EXERCISE REQUIREMENTS
Update the material from the line that contains "Locate all occurrences of bell tower." through the end of the records, inclusive, by replacing "golden dome" with "gilded dome" and leaving everything else unchanged. Give back only those lines.

Records excerpted from a collection
■ ■ ■ ■ ■ ■ ■
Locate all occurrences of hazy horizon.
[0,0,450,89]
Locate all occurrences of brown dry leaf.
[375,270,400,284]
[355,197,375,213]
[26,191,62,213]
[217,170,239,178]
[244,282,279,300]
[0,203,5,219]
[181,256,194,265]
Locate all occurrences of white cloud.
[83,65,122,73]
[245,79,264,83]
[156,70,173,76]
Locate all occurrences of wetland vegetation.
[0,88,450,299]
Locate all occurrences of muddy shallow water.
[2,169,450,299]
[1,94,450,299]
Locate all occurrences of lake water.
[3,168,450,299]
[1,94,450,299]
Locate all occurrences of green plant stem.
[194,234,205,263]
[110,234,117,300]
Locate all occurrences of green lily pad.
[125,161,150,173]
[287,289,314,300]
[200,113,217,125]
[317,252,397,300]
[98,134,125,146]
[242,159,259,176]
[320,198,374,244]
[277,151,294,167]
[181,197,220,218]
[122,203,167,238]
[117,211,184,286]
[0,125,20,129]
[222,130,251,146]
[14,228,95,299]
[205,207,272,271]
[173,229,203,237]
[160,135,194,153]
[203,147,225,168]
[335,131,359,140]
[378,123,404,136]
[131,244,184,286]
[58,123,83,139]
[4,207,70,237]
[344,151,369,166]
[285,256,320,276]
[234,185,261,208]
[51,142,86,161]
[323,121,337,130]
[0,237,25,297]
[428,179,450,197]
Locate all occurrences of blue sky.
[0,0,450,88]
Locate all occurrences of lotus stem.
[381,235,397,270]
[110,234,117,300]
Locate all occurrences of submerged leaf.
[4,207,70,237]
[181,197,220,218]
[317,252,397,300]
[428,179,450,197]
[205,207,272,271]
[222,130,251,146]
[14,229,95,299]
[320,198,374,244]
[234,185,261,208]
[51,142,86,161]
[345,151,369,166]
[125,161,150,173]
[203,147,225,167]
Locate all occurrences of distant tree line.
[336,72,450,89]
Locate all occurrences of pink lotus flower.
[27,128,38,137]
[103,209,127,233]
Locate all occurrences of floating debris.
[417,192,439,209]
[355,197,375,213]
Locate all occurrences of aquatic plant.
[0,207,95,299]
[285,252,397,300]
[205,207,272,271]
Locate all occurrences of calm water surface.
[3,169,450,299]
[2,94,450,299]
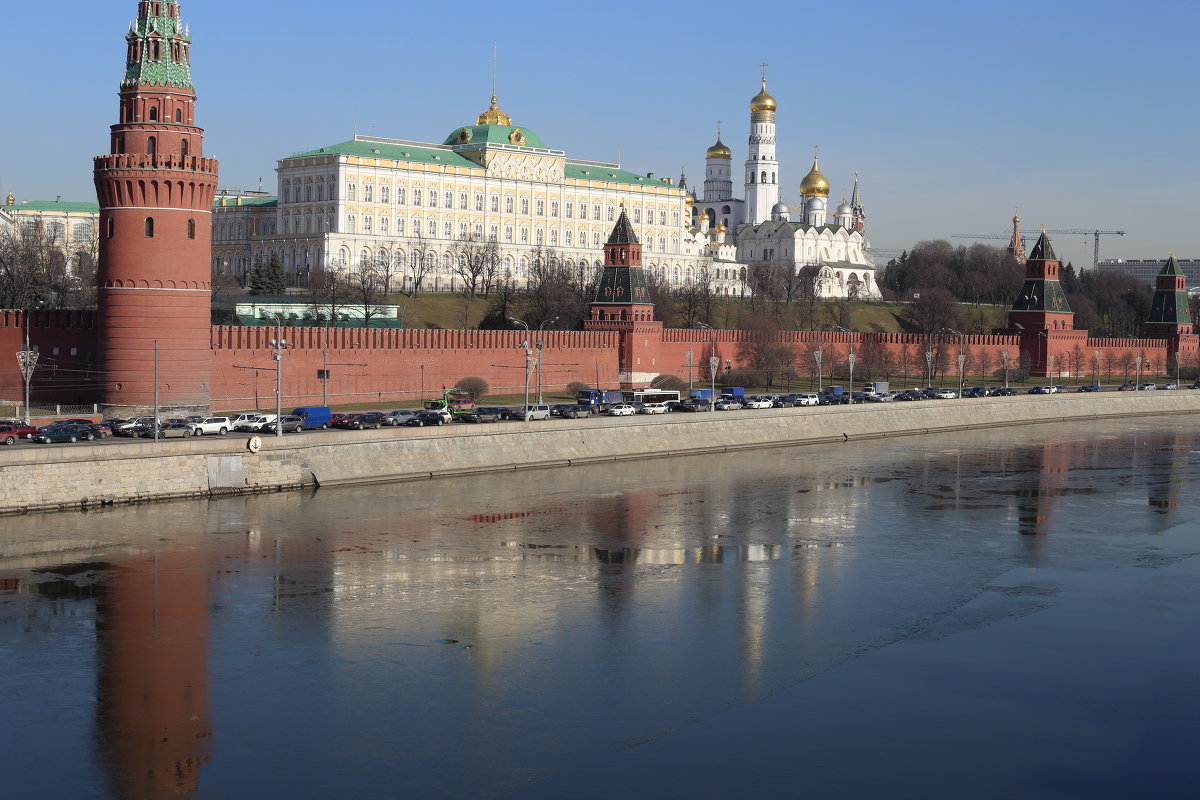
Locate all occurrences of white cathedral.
[692,77,881,300]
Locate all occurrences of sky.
[0,0,1200,264]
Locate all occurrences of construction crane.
[954,228,1126,269]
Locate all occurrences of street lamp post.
[271,327,288,437]
[538,317,558,405]
[509,317,533,422]
[688,321,721,411]
[833,325,854,405]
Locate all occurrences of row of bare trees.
[0,219,98,308]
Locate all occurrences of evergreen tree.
[250,255,287,297]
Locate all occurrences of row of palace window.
[283,178,679,225]
[104,217,196,239]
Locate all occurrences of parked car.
[456,405,500,422]
[263,414,304,433]
[404,411,446,428]
[334,411,381,431]
[34,425,96,445]
[192,416,233,437]
[517,403,550,422]
[142,415,194,439]
[0,420,37,439]
[0,425,23,445]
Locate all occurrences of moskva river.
[0,417,1200,800]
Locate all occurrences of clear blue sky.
[0,0,1200,263]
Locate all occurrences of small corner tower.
[94,0,217,413]
[1008,230,1075,331]
[1146,253,1192,338]
[583,207,662,389]
[745,64,779,225]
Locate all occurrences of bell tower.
[94,0,217,414]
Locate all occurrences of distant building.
[1096,258,1200,289]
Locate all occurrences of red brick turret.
[94,0,217,411]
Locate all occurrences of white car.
[192,416,233,437]
[233,414,278,432]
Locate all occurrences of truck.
[575,389,625,414]
[422,387,475,421]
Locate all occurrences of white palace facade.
[212,95,731,291]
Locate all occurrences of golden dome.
[750,78,775,114]
[704,136,733,158]
[475,94,512,125]
[800,156,829,197]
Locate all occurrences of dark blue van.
[292,405,334,431]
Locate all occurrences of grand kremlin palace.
[212,95,734,291]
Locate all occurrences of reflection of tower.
[94,0,217,408]
[96,551,211,799]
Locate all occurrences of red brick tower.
[95,0,217,413]
[583,207,662,389]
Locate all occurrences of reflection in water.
[0,423,1196,798]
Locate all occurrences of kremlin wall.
[0,0,1200,416]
■ ■ ■ ■ ■ ■ ■
SOLVED PROBLEM
Locate all occurrences of bell tower.
[94,0,217,414]
Locate all occurrences of distant building.
[1096,258,1200,289]
Locate all occurrences of red brick turret.
[94,0,217,411]
Locate all occurrences of white car.
[192,416,233,437]
[233,414,278,432]
Locate all occurrences of truck.
[575,389,625,414]
[422,387,475,421]
Locate all occurrences of white palace facade.
[212,95,731,291]
Locate all occurrences of gilded dome.
[750,78,775,114]
[704,136,733,158]
[475,94,512,125]
[800,156,829,197]
Locate all occurrences of dark blue van.
[292,405,334,431]
Locate all occurrences of grand kremlin palace.
[212,95,734,291]
Locate all occurrences of reflection of tower.
[94,0,217,408]
[96,551,211,799]
Locate all occurrences of red brick tower.
[95,0,217,413]
[583,207,662,389]
Locate all occurrences of reflection in water.
[0,423,1196,798]
Locate all occurrences of kremlin wall.
[0,0,1200,416]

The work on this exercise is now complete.